(Koordinat etiketleme verisi)
§

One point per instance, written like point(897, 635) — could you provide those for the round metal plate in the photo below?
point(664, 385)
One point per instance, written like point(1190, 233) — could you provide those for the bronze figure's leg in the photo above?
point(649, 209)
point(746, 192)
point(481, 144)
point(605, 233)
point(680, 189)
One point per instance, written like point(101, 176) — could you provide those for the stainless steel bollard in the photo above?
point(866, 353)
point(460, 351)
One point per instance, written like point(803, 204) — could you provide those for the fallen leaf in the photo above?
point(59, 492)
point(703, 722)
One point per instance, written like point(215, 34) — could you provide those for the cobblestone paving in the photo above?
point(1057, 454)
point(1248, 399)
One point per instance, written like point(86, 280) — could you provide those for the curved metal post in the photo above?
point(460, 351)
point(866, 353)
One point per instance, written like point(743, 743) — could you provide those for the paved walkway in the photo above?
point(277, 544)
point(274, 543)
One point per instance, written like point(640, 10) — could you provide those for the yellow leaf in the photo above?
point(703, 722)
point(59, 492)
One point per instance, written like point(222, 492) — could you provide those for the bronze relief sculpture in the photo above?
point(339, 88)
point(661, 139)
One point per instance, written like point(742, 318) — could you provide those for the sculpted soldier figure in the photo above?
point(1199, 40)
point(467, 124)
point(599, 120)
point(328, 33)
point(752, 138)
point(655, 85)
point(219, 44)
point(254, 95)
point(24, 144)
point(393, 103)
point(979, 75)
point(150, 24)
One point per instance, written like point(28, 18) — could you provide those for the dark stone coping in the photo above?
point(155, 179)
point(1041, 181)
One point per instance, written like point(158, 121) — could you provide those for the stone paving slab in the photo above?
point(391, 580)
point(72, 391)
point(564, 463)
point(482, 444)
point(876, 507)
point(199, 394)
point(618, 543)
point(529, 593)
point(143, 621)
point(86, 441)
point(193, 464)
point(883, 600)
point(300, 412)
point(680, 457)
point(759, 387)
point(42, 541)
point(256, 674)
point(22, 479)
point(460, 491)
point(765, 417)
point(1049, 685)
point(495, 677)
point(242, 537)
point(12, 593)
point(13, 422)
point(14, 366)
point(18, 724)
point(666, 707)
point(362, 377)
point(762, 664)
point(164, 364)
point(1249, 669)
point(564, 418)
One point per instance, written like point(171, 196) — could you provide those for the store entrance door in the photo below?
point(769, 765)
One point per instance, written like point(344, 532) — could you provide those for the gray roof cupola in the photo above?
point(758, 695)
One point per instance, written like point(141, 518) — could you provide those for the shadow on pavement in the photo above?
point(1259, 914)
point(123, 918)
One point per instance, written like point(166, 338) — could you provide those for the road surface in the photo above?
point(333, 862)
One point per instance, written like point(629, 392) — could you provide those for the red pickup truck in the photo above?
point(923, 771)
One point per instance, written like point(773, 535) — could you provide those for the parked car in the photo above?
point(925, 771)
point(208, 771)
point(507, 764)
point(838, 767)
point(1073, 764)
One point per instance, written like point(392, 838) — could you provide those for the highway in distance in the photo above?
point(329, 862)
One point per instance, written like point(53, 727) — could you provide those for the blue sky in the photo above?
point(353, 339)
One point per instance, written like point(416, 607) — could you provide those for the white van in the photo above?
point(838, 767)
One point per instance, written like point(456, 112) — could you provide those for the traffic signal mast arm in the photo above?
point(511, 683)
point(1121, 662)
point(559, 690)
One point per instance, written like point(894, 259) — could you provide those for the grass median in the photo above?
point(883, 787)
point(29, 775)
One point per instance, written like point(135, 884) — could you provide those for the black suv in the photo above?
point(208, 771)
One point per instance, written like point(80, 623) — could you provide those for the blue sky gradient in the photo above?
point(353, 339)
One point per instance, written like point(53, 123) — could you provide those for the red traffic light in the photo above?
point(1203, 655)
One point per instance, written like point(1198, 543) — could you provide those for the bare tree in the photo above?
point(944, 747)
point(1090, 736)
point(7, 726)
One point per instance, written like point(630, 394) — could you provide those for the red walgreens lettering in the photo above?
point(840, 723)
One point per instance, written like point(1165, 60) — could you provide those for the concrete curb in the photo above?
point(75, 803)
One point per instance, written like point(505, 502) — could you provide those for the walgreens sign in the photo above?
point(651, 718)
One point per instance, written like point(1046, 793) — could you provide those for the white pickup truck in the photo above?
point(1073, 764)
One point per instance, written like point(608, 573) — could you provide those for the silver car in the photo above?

§

#### Görev tanımı:
"One point per instance, written like point(86, 280)" ifadesini içeren satırdan "point(758, 695)" ifadesini içeren satıra kadar uzanan bölümü, iki uç dahil, isteklerle birlikte yeniden yazın ve yalnızca bu satırları verin. Lütfen yanıtlardaki her koordinata -127 ekleyerek hepsini kaydırın.

#### Beklenen yanıt:
One point per instance, written like point(86, 280) — could you provide those for the curved metal post in the photo above?
point(333, 224)
point(739, 226)
One point per instance, written like point(743, 743) — could you provide those for the paved walkway in the photo above?
point(150, 417)
point(147, 416)
One point per instance, written like point(640, 10) — could you provide those for the yellow leaf in the photo above?
point(576, 595)
point(-68, 365)
One point per instance, written like point(222, 492) — could you provide those for the bronze relief sculpture in the photo above?
point(212, -39)
point(534, 12)
One point per instance, written like point(742, 318) — could you provide those for the sculpted soldier figure in the photo above?
point(1072, -87)
point(340, -3)
point(472, -7)
point(201, -94)
point(625, 11)
point(528, -42)
point(92, -83)
point(127, -32)
point(-103, 17)
point(266, -24)
point(852, -52)
point(23, -103)
One point per instance, written like point(28, 18) — could you provide those for the dark stone coping in the photo above?
point(28, 52)
point(914, 54)
One point per instance, written like point(158, 121) — could you provide those for the stone paving slab in the photo above?
point(264, 453)
point(-55, 264)
point(437, 336)
point(355, 317)
point(749, 380)
point(72, 267)
point(491, 416)
point(402, 466)
point(16, 494)
point(-41, 314)
point(66, 337)
point(756, 473)
point(173, 285)
point(553, 330)
point(632, 260)
point(-85, 414)
point(129, 547)
point(-105, 352)
point(333, 364)
point(638, 290)
point(922, 558)
point(368, 550)
point(115, 410)
point(-115, 466)
point(-114, 295)
point(-113, 239)
point(-109, 597)
point(539, 580)
point(235, 250)
point(635, 537)
point(37, 237)
point(1122, 542)
point(437, 291)
One point per instance, written like point(171, 196) — could you provide those for the store entrance door in the photo below?
point(642, 638)
One point per instance, written like point(344, 532) — could you provide those for the gray roof cupola in the photo above?
point(631, 568)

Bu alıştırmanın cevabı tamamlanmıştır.